Set problem: Put the rows below into a numbered list, skipping any blank lines and leaving the pictures out.

Material supplied:
▬▬▬
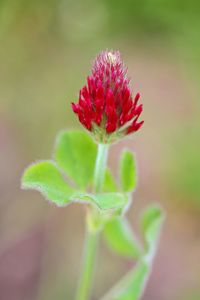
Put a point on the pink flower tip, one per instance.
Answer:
(106, 106)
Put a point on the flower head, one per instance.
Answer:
(106, 106)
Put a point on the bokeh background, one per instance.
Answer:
(46, 50)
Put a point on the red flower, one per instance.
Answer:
(106, 106)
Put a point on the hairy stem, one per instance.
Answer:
(92, 232)
(100, 167)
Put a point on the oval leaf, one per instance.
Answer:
(120, 238)
(127, 171)
(46, 178)
(75, 153)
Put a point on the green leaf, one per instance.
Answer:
(75, 153)
(132, 285)
(109, 182)
(120, 239)
(46, 178)
(127, 171)
(151, 222)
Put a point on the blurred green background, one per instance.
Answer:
(46, 50)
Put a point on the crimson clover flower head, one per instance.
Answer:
(106, 106)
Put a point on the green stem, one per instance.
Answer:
(92, 233)
(89, 254)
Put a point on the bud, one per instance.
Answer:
(106, 106)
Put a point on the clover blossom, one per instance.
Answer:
(106, 106)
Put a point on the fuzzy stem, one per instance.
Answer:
(92, 233)
(100, 167)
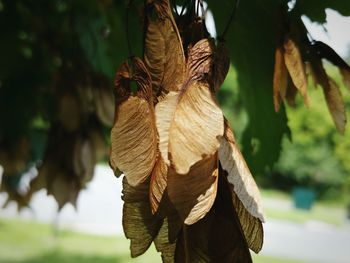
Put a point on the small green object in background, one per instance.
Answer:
(303, 198)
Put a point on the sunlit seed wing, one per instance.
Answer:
(139, 224)
(195, 128)
(295, 66)
(335, 105)
(134, 135)
(163, 55)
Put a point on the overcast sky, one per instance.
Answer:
(336, 32)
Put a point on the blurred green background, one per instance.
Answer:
(51, 48)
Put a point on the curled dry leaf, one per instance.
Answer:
(195, 128)
(193, 194)
(83, 159)
(295, 66)
(280, 79)
(139, 224)
(69, 112)
(158, 183)
(134, 136)
(332, 94)
(335, 105)
(164, 245)
(164, 112)
(239, 175)
(200, 59)
(217, 237)
(163, 55)
(328, 53)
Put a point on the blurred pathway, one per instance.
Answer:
▬▬▬
Complete response:
1. Put a point on the pink flower tip, one per instance.
2. Answer:
3. (106, 106)
4. Put a point on the flower head, one per instance.
5. Answer:
6. (106, 106)
7. Put a point on the bokeh background, one per instance.
8. Answer:
9. (46, 50)
10. Put a point on the red flower, one per instance.
11. Answer:
12. (106, 106)
13. Put a point on the hairy stem, one per instance.
14. Answer:
15. (92, 232)
16. (100, 167)
17. Put a point on the oval leaf, one per instance.
18. Answer:
19. (120, 238)
20. (127, 171)
21. (46, 178)
22. (75, 153)
23. Put a point on the green leaf, one per instance.
24. Answer:
25. (75, 153)
26. (132, 285)
27. (109, 182)
28. (120, 239)
29. (46, 178)
30. (127, 171)
31. (151, 222)
32. Put a point on the blurred green background, one per instance.
33. Answer:
34. (46, 50)
35. Put a point on the crimson clover flower head, one per instance.
36. Answer:
37. (106, 106)
38. Put a point on the green stem, one per instance.
39. Answer:
40. (92, 233)
41. (89, 254)
42. Put a point on the bud, one per instance.
43. Answer:
44. (106, 106)
45. Put a point on the clover blossom, one per instance.
46. Answer:
47. (106, 106)
48. Put a point on the fuzzy stem, one per instance.
49. Answer:
50. (92, 233)
51. (100, 167)
52. Put a point on the small green object in background, one per instance.
53. Answer:
54. (303, 198)
55. Put a point on the sunlit seed wing, one per instance.
56. Answer:
57. (139, 224)
58. (195, 128)
59. (295, 66)
60. (335, 105)
61. (134, 135)
62. (163, 55)
63. Put a point on the overcast sky, one per instance.
64. Answer:
65. (336, 32)
66. Put a point on the blurred green background, one per instance.
67. Answer:
68. (51, 48)
69. Put a point on the curled dry leaf, one per instance.
70. Answer:
71. (195, 128)
72. (193, 194)
73. (83, 159)
74. (295, 66)
75. (280, 79)
76. (139, 224)
77. (69, 112)
78. (158, 183)
79. (134, 136)
80. (332, 94)
81. (335, 105)
82. (164, 245)
83. (164, 112)
84. (239, 175)
85. (200, 59)
86. (217, 237)
87. (163, 55)
88. (328, 53)
89. Put a point on the blurred pathway, one per instance.
90. Answer:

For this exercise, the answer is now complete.